(Referring expression pointing data)
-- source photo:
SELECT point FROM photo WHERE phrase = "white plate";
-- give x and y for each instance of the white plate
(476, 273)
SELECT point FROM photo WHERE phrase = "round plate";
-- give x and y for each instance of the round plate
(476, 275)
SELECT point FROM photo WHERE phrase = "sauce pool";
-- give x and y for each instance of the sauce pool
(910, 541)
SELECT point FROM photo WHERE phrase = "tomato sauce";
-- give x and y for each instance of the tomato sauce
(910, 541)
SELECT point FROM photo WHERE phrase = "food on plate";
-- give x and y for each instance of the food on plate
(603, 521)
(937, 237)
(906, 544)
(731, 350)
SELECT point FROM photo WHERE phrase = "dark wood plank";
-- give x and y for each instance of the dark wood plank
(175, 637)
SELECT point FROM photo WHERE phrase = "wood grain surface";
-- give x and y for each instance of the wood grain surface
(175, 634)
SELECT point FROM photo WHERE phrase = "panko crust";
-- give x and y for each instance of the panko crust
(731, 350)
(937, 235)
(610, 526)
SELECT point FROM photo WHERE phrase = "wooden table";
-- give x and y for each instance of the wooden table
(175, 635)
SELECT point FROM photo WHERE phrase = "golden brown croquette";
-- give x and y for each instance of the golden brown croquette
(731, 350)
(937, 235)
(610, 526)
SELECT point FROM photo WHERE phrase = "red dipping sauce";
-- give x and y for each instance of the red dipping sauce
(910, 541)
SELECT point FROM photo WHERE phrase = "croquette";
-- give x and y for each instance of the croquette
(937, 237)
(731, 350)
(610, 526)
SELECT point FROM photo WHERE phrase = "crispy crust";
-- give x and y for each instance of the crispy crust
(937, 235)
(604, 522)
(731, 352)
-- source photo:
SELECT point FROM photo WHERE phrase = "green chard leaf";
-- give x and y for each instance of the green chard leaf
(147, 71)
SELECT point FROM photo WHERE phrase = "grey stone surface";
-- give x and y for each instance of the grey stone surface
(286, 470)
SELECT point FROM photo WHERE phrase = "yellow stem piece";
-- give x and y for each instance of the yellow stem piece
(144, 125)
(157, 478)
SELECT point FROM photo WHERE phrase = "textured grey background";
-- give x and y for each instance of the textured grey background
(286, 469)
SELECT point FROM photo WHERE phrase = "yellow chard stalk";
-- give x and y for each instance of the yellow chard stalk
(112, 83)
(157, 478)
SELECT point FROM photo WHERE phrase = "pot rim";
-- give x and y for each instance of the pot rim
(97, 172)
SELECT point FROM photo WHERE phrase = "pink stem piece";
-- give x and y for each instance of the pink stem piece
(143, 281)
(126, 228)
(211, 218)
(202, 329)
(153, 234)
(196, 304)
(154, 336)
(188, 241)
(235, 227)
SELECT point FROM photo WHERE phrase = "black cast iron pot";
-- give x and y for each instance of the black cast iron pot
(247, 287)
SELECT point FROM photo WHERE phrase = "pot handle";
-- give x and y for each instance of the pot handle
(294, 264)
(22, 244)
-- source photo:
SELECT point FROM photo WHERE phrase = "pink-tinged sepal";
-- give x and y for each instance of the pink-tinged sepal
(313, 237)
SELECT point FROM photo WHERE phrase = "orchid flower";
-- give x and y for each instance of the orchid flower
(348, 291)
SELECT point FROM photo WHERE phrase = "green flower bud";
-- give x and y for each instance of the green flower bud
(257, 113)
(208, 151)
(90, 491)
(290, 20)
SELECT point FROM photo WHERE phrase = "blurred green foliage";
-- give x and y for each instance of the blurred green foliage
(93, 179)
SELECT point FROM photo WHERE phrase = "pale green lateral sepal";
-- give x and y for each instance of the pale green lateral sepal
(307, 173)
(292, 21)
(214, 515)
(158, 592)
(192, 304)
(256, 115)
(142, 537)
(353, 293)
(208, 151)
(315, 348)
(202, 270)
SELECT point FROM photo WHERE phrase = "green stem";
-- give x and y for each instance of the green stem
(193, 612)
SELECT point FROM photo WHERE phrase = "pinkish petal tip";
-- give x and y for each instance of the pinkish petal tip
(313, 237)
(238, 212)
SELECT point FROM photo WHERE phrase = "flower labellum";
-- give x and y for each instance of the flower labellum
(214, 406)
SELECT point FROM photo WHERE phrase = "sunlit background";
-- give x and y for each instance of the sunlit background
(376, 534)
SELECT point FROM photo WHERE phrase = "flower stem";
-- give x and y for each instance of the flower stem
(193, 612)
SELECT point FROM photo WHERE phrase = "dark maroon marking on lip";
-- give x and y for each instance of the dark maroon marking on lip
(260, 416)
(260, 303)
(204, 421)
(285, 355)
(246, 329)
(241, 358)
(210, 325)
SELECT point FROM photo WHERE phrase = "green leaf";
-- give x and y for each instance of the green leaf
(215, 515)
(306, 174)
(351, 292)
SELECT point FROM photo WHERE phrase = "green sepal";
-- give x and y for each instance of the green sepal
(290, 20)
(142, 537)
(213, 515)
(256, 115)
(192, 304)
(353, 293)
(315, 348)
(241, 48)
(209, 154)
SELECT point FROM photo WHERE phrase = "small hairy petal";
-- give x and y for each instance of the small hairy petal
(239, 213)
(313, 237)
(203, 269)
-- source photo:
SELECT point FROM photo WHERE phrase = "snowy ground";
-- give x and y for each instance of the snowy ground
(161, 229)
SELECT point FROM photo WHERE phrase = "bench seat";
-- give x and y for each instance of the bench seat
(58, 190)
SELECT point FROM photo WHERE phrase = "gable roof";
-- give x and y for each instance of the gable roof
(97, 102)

### Task objective
Go through the records above and set each one down exactly, please.

### Response area
-- source photo:
SELECT point FROM photo WHERE phrase = "white plate";
-- give x and y for each instance of the white plate
(476, 273)
SELECT point FROM photo WHERE phrase = "round plate";
-- give x and y for each instance of the round plate
(476, 275)
SELECT point FROM photo WHERE phrase = "sauce pool";
-- give x and y for each instance of the sauce pool
(910, 541)
SELECT point FROM photo WHERE phrase = "tomato sauce";
-- give x and y for each instance of the tomato sauce
(910, 541)
SELECT point FROM photo WHERE phrase = "food on plate";
-- give x and y for each instance of the food on plate
(603, 521)
(937, 237)
(906, 544)
(731, 350)
SELECT point FROM photo WHERE phrase = "dark wood plank";
-- give x and y for each instance of the dark wood plank
(175, 637)
SELECT point FROM photo WHERE phrase = "wood grain surface";
-- give x and y for each instance of the wood grain surface
(175, 634)
SELECT point FROM photo WHERE phrase = "panko crust";
-- give x and y for each instance of the panko crust
(731, 350)
(937, 235)
(610, 526)
SELECT point FROM photo WHERE phrase = "wooden table";
-- give x and y for each instance of the wooden table
(175, 635)
SELECT point FROM photo WHERE phrase = "golden brown croquette";
-- give x and y for each instance of the golden brown croquette
(731, 350)
(937, 235)
(610, 526)
SELECT point FROM photo WHERE phrase = "red dipping sauce";
-- give x and y for each instance of the red dipping sauce
(910, 541)
SELECT point FROM photo WHERE phrase = "croquette";
-- give x and y for each instance of the croquette
(937, 237)
(731, 350)
(610, 526)
SELECT point FROM photo WHERE phrase = "crispy crust";
-- give x and y for each instance of the crispy crust
(937, 235)
(604, 522)
(731, 352)
-- source photo:
SELECT point FROM photo WHERE phrase = "green chard leaf";
-- give x and y for each instance of the green chard leaf
(147, 71)
SELECT point FROM photo WHERE phrase = "grey stone surface";
-- give x and y for each instance of the grey stone surface
(286, 470)
SELECT point FROM photo WHERE phrase = "yellow stem piece";
-- give x and y for each instance of the yellow stem piece
(144, 125)
(157, 478)
SELECT point FROM photo WHERE phrase = "textured grey background";
-- give x and y for each instance of the textured grey background
(286, 469)
SELECT point FROM photo WHERE phrase = "yellow chard stalk";
-- give x and y for each instance of the yellow chard stalk
(112, 83)
(157, 478)
SELECT point FROM photo WHERE phrase = "pot rim";
-- give x and y for each instance of the pot rim
(97, 172)
SELECT point FROM photo WHERE phrase = "pink stem piece";
-- give x and y for each instance of the pink stem piece
(143, 281)
(126, 228)
(211, 218)
(202, 329)
(153, 234)
(196, 304)
(154, 336)
(188, 241)
(235, 227)
SELECT point FROM photo WHERE phrase = "black cast iron pot";
-- give x and y for each instance of the black cast iron pot
(247, 287)
SELECT point FROM photo WHERE phrase = "pot handle";
-- give x and y for each instance of the pot handle
(294, 264)
(22, 244)
-- source photo:
SELECT point FROM photo WHERE phrase = "pink-tinged sepal";
-- give x and y for each instance of the pink-tinged sepal
(313, 237)
SELECT point FROM photo WHERE phrase = "orchid flower";
-- give x and y for each instance of the orchid flower
(348, 291)
SELECT point FROM photo WHERE phrase = "green flower bud";
-- give x and y for each instance of the green flower bud
(257, 113)
(208, 151)
(90, 491)
(290, 20)
SELECT point FROM photo WHERE phrase = "blurred green foliage";
-- give x and y for each instance of the blurred green foliage
(93, 179)
SELECT point FROM photo WHERE phrase = "pale green lateral sepal";
-- give x and y for each instance of the pale green lateral sepal
(307, 173)
(292, 21)
(214, 515)
(158, 592)
(192, 304)
(256, 115)
(142, 537)
(353, 293)
(208, 151)
(315, 348)
(202, 270)
SELECT point FROM photo WHERE phrase = "green stem";
-- give x and y for each instance of the green stem
(193, 612)
SELECT point FROM photo WHERE phrase = "pinkish petal tip";
-- give x and y for each instance of the pinkish petal tip
(313, 237)
(238, 212)
SELECT point FROM photo WHERE phrase = "flower labellum";
-- give x and y for each instance of the flower labellum
(214, 406)
SELECT point FROM photo WHERE phrase = "sunlit background";
-- give x and y for each instance of the sunlit background
(376, 534)
SELECT point FROM photo WHERE phrase = "flower stem";
-- give x and y for each instance of the flower stem
(193, 612)
SELECT point FROM photo WHERE phrase = "dark maroon marking on lip";
-- give x and y for each instance of the dark maroon marking on lip
(260, 416)
(260, 303)
(204, 421)
(285, 355)
(246, 329)
(241, 358)
(210, 325)
SELECT point FROM photo WHERE phrase = "green leaf";
-- give x and y for each instance of the green leaf
(215, 515)
(306, 174)
(351, 292)
SELECT point FROM photo WHERE phrase = "green sepal";
-- give x and y for each instance of the green sepal
(290, 20)
(142, 537)
(213, 515)
(256, 115)
(192, 304)
(353, 293)
(315, 348)
(241, 48)
(209, 154)
SELECT point FROM photo WHERE phrase = "small hairy petal";
-- give x and y for each instance of the small hairy petal
(239, 213)
(313, 237)
(203, 269)
-- source photo:
SELECT point FROM photo WHERE phrase = "snowy ground";
-- give x and y for each instance of the snowy ground
(161, 229)
SELECT point FROM photo WHERE phrase = "bench seat";
-- give x and y for each instance of the bench seat
(58, 190)
SELECT point FROM photo WHERE phrase = "gable roof";
-- give x and y for each instance of the gable roof
(97, 102)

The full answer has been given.